Activity
The copy you return should hold only the lines from the top of the data below through the line with "# pick out the leaf", each duplicated exactly and with no pictures.

━━━━━━━━━━

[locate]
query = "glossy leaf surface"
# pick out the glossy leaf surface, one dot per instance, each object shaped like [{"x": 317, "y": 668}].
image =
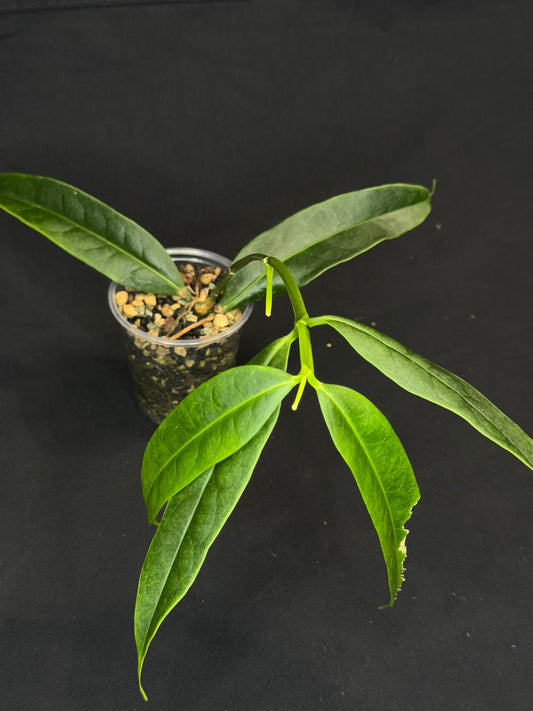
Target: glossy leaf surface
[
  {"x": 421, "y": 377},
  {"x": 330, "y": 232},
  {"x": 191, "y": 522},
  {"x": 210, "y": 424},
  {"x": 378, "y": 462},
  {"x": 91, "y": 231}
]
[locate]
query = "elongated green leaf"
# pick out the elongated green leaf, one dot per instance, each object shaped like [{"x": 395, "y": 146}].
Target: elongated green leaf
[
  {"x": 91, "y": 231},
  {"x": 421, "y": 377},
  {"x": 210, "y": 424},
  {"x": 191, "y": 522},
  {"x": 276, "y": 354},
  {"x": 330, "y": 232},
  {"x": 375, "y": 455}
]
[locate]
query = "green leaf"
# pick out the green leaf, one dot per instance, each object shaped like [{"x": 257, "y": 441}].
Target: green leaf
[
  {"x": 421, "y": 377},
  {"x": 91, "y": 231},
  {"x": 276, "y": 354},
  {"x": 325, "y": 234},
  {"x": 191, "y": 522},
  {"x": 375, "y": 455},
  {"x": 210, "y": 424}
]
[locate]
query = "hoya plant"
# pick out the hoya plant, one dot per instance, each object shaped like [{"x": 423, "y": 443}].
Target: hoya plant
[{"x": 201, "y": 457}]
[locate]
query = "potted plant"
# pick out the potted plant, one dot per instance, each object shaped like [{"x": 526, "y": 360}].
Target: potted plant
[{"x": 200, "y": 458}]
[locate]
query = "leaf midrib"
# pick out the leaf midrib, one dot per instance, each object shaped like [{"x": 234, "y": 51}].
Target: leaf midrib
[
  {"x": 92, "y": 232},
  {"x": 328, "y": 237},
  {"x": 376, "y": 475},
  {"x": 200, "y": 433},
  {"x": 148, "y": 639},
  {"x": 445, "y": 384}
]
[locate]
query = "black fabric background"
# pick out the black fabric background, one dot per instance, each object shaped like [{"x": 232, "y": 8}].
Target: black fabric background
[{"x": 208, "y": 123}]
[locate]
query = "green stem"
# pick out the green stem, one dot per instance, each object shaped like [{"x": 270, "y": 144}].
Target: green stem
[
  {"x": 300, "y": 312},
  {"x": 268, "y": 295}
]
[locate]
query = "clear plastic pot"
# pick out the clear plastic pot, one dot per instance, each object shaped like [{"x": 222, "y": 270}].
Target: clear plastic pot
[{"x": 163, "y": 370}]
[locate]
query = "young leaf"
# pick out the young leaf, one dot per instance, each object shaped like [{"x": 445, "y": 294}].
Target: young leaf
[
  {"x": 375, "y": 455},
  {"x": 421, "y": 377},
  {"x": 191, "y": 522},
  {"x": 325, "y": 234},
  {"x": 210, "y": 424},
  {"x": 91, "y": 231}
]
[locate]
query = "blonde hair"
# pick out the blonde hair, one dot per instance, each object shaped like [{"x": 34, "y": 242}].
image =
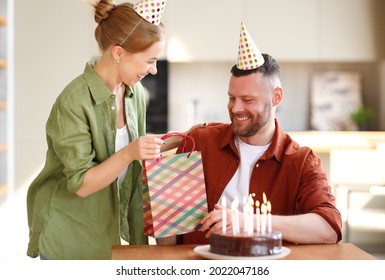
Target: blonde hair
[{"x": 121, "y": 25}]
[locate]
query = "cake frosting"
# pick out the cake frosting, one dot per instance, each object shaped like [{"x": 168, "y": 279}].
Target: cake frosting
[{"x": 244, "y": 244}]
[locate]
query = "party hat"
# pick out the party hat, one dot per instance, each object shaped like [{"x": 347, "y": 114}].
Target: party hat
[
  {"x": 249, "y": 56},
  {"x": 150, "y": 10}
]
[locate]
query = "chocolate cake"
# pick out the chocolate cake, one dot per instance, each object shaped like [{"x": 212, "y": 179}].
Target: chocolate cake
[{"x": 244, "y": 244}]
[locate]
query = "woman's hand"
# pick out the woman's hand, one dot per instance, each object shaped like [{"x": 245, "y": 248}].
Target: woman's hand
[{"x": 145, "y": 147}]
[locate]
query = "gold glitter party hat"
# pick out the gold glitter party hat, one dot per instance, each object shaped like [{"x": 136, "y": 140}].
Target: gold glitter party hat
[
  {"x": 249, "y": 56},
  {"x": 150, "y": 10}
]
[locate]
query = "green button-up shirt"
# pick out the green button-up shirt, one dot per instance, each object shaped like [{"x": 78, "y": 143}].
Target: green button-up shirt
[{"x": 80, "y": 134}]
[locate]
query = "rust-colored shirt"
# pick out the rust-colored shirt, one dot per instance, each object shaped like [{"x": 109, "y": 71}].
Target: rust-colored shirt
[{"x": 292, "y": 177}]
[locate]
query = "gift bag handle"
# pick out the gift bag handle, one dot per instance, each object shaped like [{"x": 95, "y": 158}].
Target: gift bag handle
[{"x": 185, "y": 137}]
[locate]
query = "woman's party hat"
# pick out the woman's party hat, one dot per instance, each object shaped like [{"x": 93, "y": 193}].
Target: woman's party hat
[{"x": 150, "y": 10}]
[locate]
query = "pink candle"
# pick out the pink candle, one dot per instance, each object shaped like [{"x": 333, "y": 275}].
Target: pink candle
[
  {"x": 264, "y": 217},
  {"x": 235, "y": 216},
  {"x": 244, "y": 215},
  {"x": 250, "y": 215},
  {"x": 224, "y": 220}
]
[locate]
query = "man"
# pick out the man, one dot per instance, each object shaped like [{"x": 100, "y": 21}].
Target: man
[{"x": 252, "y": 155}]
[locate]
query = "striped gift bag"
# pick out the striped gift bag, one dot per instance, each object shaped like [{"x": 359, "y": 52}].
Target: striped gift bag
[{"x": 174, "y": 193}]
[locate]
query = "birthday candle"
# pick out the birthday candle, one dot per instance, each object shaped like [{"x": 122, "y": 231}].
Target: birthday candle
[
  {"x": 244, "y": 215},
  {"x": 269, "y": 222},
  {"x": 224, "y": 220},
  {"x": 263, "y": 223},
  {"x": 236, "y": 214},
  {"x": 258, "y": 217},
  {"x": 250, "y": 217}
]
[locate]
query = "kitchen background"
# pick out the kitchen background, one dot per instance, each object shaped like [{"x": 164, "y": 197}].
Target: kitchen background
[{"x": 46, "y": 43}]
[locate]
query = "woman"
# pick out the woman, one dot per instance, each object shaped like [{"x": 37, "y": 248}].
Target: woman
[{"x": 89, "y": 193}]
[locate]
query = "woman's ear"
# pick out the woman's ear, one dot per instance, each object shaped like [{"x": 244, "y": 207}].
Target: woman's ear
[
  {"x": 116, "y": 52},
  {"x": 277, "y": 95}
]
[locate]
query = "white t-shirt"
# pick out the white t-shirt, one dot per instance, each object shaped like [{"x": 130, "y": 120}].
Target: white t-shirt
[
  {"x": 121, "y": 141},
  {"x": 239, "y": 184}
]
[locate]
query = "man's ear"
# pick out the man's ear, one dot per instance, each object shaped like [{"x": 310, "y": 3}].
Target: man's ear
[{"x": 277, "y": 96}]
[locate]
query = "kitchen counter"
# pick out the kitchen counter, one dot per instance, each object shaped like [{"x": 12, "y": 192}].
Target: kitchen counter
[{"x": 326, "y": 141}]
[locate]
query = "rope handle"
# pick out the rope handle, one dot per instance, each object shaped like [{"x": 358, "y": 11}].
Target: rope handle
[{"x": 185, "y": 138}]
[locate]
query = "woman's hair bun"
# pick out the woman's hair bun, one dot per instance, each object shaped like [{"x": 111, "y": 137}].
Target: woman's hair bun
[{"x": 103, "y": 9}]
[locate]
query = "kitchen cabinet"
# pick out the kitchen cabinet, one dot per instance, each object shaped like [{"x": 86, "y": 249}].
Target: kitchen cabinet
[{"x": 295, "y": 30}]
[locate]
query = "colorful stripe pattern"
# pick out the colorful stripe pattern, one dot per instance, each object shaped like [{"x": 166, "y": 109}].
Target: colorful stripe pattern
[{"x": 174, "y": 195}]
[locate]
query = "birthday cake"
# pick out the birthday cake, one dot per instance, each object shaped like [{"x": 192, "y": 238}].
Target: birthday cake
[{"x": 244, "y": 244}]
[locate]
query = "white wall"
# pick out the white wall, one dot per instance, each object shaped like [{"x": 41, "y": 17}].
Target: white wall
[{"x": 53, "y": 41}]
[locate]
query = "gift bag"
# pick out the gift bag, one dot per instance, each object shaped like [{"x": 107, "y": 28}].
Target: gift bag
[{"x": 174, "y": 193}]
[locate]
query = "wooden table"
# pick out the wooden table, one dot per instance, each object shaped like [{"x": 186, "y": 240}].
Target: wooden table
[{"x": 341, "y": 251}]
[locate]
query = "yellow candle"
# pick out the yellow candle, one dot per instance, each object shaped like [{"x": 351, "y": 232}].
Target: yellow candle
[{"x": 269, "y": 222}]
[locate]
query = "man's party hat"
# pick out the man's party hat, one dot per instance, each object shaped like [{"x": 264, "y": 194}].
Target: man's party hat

━━━━━━━━━━

Response area
[locate]
query = "glossy leaf surface"
# pick out the glossy leaf surface, one dot per instance, each object shaped like [{"x": 317, "y": 668}].
image =
Target: glossy leaf surface
[
  {"x": 421, "y": 377},
  {"x": 330, "y": 232},
  {"x": 191, "y": 522},
  {"x": 210, "y": 424},
  {"x": 378, "y": 462},
  {"x": 91, "y": 231}
]
[locate]
query = "elongated green leaf"
# pick out the elongated green leaf, one dot per instance, each object shaped like [{"x": 395, "y": 146}].
Target: elongated green leaf
[
  {"x": 91, "y": 231},
  {"x": 421, "y": 377},
  {"x": 210, "y": 424},
  {"x": 191, "y": 522},
  {"x": 276, "y": 354},
  {"x": 330, "y": 232},
  {"x": 375, "y": 455}
]
[locate]
query = "green leaf"
# pick out the green leaf, one dot per instance, each object shaped like [{"x": 257, "y": 441}].
Target: green leaf
[
  {"x": 421, "y": 377},
  {"x": 91, "y": 231},
  {"x": 276, "y": 354},
  {"x": 325, "y": 234},
  {"x": 191, "y": 522},
  {"x": 375, "y": 455},
  {"x": 210, "y": 424}
]
[locate]
query = "hoya plant"
# pick out the hoya plant, one dot per instance, each object shaped like [{"x": 423, "y": 443}].
Target: hoya plant
[{"x": 201, "y": 457}]
[locate]
query = "potted plant"
# pick out the potted plant, one dot per instance, each object shaped like [{"x": 526, "y": 360}].
Target: potted plant
[{"x": 200, "y": 458}]
[locate]
query = "leaf midrib"
# pick out the leaf midrib, one dot per instance, each object shaped like [{"x": 234, "y": 51}].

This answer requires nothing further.